## Consegna A
Nell'intervista al cardinal Yeom, perché il cardinale spera che la riunione delle famiglie separate non resti un'occasione unica? Rispondi in una o due frasi.
## Consegna B
Prosegui l'intervista al cardinal Yeom a partire dal punto in cui si interrompe.

## Brano fornito
Il dialogo, “primo passo per stabilire una comunità di pace”. Le famiglie separate, una “ferita” della guerra. Gli aiuti umanitari non sono solo beni materiali, ma “condividere amore e speranza”. La preghiera per la Chiesa nordcoreana.

Seoul (AsiaNews) – In un’intervista con Catholic Pyeonghwa Broadcasting (Cpbc), il cardinal Andrew Yeom Soo-jung, arcivescovo di Seoul e amministratore apostolico di Pyongyang, ha lodato l’esito positivo del summit intercoreano e chiesto che si continui a pregare per i dialoghi e la pace fra la Corea del Nord e del Sud. L’intervista radio è andata in onda questa mattina. Il 23 aprile, il cardinal Yeom aveva celebrato una messa per la pace e la riconciliazione nella cattedrale Myeongdon, pregando per il successo del summit intercoreano.

Di seguito la traduzione italiana dell’intervista.

 

Diversi accordi sono stati fatti durante il summit intercoreano. Quale pensa che sia stato il risultato più significativo della Dichiarazione di Panmunjom?

Credo che il risultato più significativo del summit sia il dialogo fra la Corea del Nord e del Sud. Dialogare è il primo passo per stabilire una comunità di pace. In questo senso, il dialogo che è avvenuto durante il summit ha dato a tutti noi una grande speranza per la pace.

Ci sono degli accordi per gli aiuti umanitari nella Dichiarazione di Panmunjom. Cosa pensa di questa parte?

Penso che sia estremamente importante trovare soluzioni per i problemi umanitari. Lodo in particolare la decisione di organizzare la riunione delle famiglie separate, che sarebbe un’opportunità per guarire le ferite della separazione. Vi erano circa 130mila familiari divisi all’inizio, ma molti sono venuti a mancare e ad oggi sono ancora vive circa 57mila persone. Visto che la maggioranza di questi hanno fra i 70 e i 90 anni, spero che la riunione non sarà un’occasione unica, ma un accordo continuo fra Corea del Nord e del Sud.

E per quanto riguarda gli aiuti umanitari al Nord?

Gli aiuti umanitari sono più del semplice portare beni essenziali; è incontrare le persone, condividere amore e speranza, ed essere uniti come una cosa sola. L’arcidiocesi di Seoul ha messo in atto diversi progetti di sostegno al Nord. Dovremmo mettere il massimo impegno a continuare il nostro sostegno e la nostra condivisione, sia in qualità che quantità.

## Sezione dati
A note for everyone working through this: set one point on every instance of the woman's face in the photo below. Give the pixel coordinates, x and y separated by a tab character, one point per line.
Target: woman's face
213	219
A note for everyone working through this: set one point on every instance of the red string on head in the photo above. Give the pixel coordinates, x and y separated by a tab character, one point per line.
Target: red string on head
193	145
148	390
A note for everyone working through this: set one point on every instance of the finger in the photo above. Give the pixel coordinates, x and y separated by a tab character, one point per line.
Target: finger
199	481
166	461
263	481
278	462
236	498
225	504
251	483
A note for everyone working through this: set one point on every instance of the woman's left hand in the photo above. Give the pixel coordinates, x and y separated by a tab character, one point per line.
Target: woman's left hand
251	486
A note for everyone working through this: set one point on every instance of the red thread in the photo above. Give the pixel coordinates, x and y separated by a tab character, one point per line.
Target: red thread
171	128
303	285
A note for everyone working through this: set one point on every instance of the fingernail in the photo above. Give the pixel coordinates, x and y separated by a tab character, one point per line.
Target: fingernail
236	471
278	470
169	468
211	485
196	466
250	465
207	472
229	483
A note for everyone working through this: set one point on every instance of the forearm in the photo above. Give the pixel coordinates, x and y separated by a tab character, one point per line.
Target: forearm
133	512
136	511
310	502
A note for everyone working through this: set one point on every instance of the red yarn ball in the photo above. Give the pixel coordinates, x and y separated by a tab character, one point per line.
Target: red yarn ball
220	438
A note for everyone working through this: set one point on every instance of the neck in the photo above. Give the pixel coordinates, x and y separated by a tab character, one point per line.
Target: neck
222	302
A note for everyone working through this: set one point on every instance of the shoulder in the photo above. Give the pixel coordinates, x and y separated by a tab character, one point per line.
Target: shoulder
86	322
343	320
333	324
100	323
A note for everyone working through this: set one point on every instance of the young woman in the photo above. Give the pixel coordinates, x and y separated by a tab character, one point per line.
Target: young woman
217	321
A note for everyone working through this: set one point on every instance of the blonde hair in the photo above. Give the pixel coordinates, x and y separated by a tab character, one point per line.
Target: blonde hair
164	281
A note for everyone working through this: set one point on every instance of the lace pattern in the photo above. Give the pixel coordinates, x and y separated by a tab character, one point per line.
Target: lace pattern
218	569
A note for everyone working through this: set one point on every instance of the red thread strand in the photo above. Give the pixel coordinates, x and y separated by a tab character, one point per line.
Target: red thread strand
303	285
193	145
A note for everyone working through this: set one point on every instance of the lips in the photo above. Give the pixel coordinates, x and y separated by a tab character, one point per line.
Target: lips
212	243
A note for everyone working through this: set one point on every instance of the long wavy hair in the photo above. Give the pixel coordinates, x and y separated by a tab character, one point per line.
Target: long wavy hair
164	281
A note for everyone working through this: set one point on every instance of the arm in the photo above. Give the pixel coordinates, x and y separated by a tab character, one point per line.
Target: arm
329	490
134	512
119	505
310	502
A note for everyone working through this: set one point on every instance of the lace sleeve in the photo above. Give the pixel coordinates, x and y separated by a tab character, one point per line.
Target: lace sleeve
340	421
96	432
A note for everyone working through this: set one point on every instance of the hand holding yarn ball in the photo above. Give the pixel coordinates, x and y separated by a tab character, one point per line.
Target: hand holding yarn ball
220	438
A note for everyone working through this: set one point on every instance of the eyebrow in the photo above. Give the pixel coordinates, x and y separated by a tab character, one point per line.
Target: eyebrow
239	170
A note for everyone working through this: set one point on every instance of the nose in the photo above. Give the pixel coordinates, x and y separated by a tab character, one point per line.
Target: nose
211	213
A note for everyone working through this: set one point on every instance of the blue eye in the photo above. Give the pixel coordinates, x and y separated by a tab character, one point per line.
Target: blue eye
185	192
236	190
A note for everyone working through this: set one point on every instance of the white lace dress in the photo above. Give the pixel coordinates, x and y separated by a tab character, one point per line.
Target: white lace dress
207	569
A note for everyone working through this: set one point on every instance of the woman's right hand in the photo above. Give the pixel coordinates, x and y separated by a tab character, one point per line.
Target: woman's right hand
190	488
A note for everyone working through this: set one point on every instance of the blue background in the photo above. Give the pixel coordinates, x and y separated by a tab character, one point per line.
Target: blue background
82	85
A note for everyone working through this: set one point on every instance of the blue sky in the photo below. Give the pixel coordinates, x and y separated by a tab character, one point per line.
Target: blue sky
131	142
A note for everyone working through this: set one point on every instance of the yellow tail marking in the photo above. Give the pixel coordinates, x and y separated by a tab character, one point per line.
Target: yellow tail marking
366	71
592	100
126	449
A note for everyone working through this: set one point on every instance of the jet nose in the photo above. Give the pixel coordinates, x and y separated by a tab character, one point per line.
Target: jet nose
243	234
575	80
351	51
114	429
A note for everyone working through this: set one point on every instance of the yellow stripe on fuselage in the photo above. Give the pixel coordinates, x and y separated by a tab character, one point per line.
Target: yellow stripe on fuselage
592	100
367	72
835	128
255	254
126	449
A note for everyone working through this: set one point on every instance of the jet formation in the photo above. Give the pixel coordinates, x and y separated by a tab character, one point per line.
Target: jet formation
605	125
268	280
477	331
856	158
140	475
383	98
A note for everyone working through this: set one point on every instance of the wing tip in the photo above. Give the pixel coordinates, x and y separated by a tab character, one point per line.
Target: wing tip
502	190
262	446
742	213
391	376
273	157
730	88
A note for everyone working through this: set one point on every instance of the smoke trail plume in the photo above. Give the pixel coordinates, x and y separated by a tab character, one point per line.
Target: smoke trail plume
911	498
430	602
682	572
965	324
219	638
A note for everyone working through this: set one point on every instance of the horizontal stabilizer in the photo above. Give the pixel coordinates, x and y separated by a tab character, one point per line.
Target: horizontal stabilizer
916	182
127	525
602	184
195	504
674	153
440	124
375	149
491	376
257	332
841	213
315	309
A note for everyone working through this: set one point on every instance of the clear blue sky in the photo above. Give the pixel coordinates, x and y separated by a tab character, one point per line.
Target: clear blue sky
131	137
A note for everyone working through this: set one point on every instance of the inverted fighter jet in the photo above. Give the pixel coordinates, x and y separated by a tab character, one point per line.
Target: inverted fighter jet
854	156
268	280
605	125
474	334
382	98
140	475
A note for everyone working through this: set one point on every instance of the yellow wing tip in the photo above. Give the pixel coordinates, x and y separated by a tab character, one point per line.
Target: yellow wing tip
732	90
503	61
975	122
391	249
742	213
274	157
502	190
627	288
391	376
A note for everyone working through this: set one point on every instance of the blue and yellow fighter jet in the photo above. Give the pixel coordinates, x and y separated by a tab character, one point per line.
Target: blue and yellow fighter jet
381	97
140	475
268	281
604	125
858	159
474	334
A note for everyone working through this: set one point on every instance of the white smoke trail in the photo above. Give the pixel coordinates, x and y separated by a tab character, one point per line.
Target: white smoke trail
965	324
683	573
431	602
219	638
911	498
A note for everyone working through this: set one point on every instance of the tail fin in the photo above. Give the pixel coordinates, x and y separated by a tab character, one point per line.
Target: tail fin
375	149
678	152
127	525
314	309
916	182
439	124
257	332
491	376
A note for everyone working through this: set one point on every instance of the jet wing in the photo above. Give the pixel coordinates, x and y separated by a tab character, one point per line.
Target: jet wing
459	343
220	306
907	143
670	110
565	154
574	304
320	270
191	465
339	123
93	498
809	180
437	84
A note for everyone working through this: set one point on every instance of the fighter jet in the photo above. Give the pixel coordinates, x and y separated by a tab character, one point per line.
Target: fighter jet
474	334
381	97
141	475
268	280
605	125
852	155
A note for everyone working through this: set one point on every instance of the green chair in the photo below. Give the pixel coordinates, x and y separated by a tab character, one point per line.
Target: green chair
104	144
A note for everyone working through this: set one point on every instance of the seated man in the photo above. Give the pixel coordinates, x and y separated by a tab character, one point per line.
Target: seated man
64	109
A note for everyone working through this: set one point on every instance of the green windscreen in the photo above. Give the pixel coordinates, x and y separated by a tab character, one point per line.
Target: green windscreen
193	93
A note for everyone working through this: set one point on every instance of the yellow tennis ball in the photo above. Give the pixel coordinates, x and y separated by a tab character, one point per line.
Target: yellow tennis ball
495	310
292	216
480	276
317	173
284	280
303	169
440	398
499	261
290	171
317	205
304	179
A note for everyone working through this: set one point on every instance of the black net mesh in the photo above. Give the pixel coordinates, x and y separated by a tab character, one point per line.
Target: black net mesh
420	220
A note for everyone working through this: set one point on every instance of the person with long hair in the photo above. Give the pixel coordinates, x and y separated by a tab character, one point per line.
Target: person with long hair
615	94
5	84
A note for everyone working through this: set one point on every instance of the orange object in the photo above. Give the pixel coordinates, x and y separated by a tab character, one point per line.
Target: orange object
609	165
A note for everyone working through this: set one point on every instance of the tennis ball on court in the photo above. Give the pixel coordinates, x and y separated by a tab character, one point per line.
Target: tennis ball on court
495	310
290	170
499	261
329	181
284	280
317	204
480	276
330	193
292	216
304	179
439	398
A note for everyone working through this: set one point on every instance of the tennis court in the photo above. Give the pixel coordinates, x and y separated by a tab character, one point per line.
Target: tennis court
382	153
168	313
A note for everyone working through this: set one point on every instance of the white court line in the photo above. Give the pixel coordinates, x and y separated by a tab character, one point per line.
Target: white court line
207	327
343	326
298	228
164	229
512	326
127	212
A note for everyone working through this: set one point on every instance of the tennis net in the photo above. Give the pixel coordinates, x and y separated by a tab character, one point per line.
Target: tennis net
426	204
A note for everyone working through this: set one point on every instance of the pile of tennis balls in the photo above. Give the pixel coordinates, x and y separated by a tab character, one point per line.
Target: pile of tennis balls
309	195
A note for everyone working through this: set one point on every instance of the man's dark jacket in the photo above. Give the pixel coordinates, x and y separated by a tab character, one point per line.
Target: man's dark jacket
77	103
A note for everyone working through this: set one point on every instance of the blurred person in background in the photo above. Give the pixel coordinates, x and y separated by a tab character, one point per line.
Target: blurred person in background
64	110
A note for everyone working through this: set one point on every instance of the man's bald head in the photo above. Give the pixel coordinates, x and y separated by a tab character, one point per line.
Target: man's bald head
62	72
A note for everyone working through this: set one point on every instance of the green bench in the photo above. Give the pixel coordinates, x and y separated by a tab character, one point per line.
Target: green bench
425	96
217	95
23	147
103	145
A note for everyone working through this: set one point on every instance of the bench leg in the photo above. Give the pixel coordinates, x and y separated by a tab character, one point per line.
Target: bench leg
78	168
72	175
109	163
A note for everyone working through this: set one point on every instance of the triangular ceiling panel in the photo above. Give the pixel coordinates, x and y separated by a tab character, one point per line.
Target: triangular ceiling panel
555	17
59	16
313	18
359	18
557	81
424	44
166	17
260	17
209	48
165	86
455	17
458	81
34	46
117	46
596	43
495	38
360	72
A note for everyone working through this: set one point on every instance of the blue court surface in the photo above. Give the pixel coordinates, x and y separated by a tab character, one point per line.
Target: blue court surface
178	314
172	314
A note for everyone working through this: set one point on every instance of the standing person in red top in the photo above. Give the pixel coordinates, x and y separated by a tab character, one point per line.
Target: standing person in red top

## Risposta attesa A
Perché la maggior parte dei circa 57mila familiari separati ancora in vita ha fra i 70 e i 90 anni, mentre molti dei circa 130mila iniziali sono già morti. Per questo il cardinale auspica un accordo continuo fra Corea del Nord e del Sud.

## Risposta attesa B
Per stabilire la pace nella penisola coreana, quali sono i preparativi che la Chiesa cattolica dovrebbe avviare?

Come sempre, dovremmo iniziare con la preghiera. Per 23 anni, l’arcidiocesi di Seoul ha celebrato la santa messa ogni martedì, alle 7 del pomeriggio, nella cattedrale Myeongdong, per pregare per la pace nella penisola coreana. Abbiamo anche lanciato il movimento di preghiera “Ricorda le parrocchie del Nord”, per commemorare le 57 parrocchie e circa 5.200 cattolici in Corea del Nord. Attraverso le preghiere, mettiamo Dio al centro delle nostre vite. Attraverso le preghiere, diventiamo fratelli e sorelle. Chiedo a tutti voi di continuare a pregare per la Corea del Nord poiché il Signore alla fine ascolterà le nostre preghiere.

Come amministratore apostolico di Pyongyang, l’ostilità fra Corea del Nord e del Sud deve essere stata dolorosa per lei. Come ha vissuto questi anni?

L’anno scorso abbiamo celebrato il 90mo anniversario della diocesi di Pyongyang. Anche se sono l’amministratore di Pyongyang, non vi ho mai messo piede. Recito il rosario tutti i giorni, e chiedo che la grazia di Dio sia concessa alla Chiesa nordcoreana. Credo che il fuoco dello Spirito Santo sia ancora acceso in Corea del Nord. Forse, esso brucia ancora più ardentemente in simili situazioni di difficoltà. Prego, anch’io ardentemente, che un giorno potrò incontrare i cattolici nordcoreani per parlare con loro e celebrare assieme la messa.

Cosa significa pace per lei?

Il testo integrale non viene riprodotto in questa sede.